#### Document text ####

So, take those first 100 days seriously. Here are some tips on how you can do well in those first few months.
Firstly, work quickly to adjust your routines and body clock.
If you were a school leaver and had countless hours of free time before being given the job, you should realise that you cannot continue to live the life of someone without much to do.
You will need to get home on time and refrain from staying up late so that you turn up for work on time and perform to your utmost best during the day.
It is likely that your body clock needs adjustment.
Previously, you stay up until 2am and then sleep until 10am. That will have to change and your body may feel a bit awkward in adjusting to the new time.
However, within a week or two, I am sure you would have adjusted if you try to sleep at 11pm at night and wake up at 5am each working day.
When I was in journalism, for years my worktime was from 3pm-10pm. When I changed jobs from that shift to an 8am-4pm job, my body had a hard time at first, however I soon had it adjusting to the new times.
That is one of the amazing things about our body. It adjusts itself when we take good care of it and work with it.
Secondly, turn up for work on time.
You may want to come to work 30 minutes early and clock in and start on your tasks before anyone else does.
It is a good habit to form in working life, not just as a way to impress your supervisors. Early starters move up the rank and file in a firm. They are usually ahead of their colleagues in most things they do.
Additionally, do not leave before working time is over. That is, do not look for excuses to leave the workplace before your clock-off time.

####

■ **Work to complete**
1 - List every clock time of day mentioned in the advice on starting a new job, counting each start and end of a shift separately.
2 - Rewrite the part of the advice on starting a new job that opens with the words containing "If you were" and closes with "each working day.", substituting "graduate" for "school leaver".
3 - Continue the advice on starting a new job from the point where it stops.
The rows that come next are separate material.

#### Material provided ####

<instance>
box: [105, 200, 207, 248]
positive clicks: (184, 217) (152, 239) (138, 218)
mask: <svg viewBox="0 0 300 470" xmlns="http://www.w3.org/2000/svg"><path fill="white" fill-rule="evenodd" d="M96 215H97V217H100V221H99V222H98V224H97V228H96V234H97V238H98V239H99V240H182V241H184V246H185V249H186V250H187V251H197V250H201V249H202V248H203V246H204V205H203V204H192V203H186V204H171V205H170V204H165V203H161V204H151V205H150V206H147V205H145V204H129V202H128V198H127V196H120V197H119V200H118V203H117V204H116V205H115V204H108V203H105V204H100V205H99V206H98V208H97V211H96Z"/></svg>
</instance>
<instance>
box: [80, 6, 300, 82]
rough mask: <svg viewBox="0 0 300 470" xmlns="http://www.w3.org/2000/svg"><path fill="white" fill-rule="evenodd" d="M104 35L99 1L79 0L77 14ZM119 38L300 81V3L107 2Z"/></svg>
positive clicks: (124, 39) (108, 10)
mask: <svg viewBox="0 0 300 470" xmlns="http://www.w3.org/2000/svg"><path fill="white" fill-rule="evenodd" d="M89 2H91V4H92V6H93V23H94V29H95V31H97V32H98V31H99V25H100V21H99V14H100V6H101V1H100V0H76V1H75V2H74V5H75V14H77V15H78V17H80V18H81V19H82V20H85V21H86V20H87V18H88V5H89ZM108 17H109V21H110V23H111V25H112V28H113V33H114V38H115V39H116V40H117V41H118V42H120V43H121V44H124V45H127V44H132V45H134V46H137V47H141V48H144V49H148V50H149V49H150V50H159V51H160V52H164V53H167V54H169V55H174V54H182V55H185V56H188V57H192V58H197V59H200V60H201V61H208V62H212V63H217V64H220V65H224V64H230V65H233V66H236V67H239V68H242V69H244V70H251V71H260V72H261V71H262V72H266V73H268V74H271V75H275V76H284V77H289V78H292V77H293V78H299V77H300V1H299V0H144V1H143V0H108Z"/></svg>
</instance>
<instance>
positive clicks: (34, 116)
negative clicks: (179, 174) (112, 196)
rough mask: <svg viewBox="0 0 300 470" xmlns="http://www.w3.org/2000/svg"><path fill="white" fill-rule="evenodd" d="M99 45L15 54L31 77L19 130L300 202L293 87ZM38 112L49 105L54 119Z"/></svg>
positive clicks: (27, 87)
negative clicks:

####

■ **Results in order**
1 - 2am, 10am, 11pm, 5am, 3pm, 10pm, 8am, 4pm

2 -
If you were a graduate and had countless hours of free time before being given the job, you should realise that you cannot continue to live the life of someone without much to do.
You will need to get home on time and refrain from staying up late so that you turn up for work on time and perform to your utmost best during the day.
It is likely that your body clock needs adjustment.
Previously, you stay up until 2am and then sleep until 10am. That will have to change and your body may feel a bit awkward in adjusting to the new time.
However, within a week or two, I am sure you would have adjusted if you try to sleep at 11pm at night and wake up at 5am each working day.

3 -
Thirdly, try to learn as fast as you can.
It is likely that in the first few days, a supervisor will take you around the workplace and introduce you to other staff and inform you on different equipment and tasks that you would be in charge of, or will be doing with someone supervising you.
Ask questions when you do not understand and keep your eyes and ears open. There are many things that you will learn about your working by just keeping your ears and eyes open.
Be brave to ask your new colleagues for help also. There will be some who will reach out to you and help you. Others may not be so helpful but that is normal, as in life there will be people who are helpful and would assist while others will not.
Fourthly, stay away from staff members who tend to break rules.
In any work environment, there will be workers who have bad habits. They may be your former schoolmates or relatives too – so beware!
Workers who have bad habits are those who come in and try leave well before 4pm. They may go for lunch and turn up 30 minutes late – and they always have an excuse as to why they are late.
At times, they will clock in but then disappear to the back to chat with other people.
They will also be very negative in their words concerning many things in the workplace. They may have been there for more than a decade and they will talk as if they will leave tomorrow, but they will never do that.
If you are going to get the best from your work, you should stay away from such negative people.

Start saving money
If you have kept to the basic guidelines pointed out in the last section, I am sure your employer will take you on as a permanent worker.
Now, I turn to something which I think is important.
As soon as you can, possibly just after you are taken on as a permanent staff, open a savings account and start saving money.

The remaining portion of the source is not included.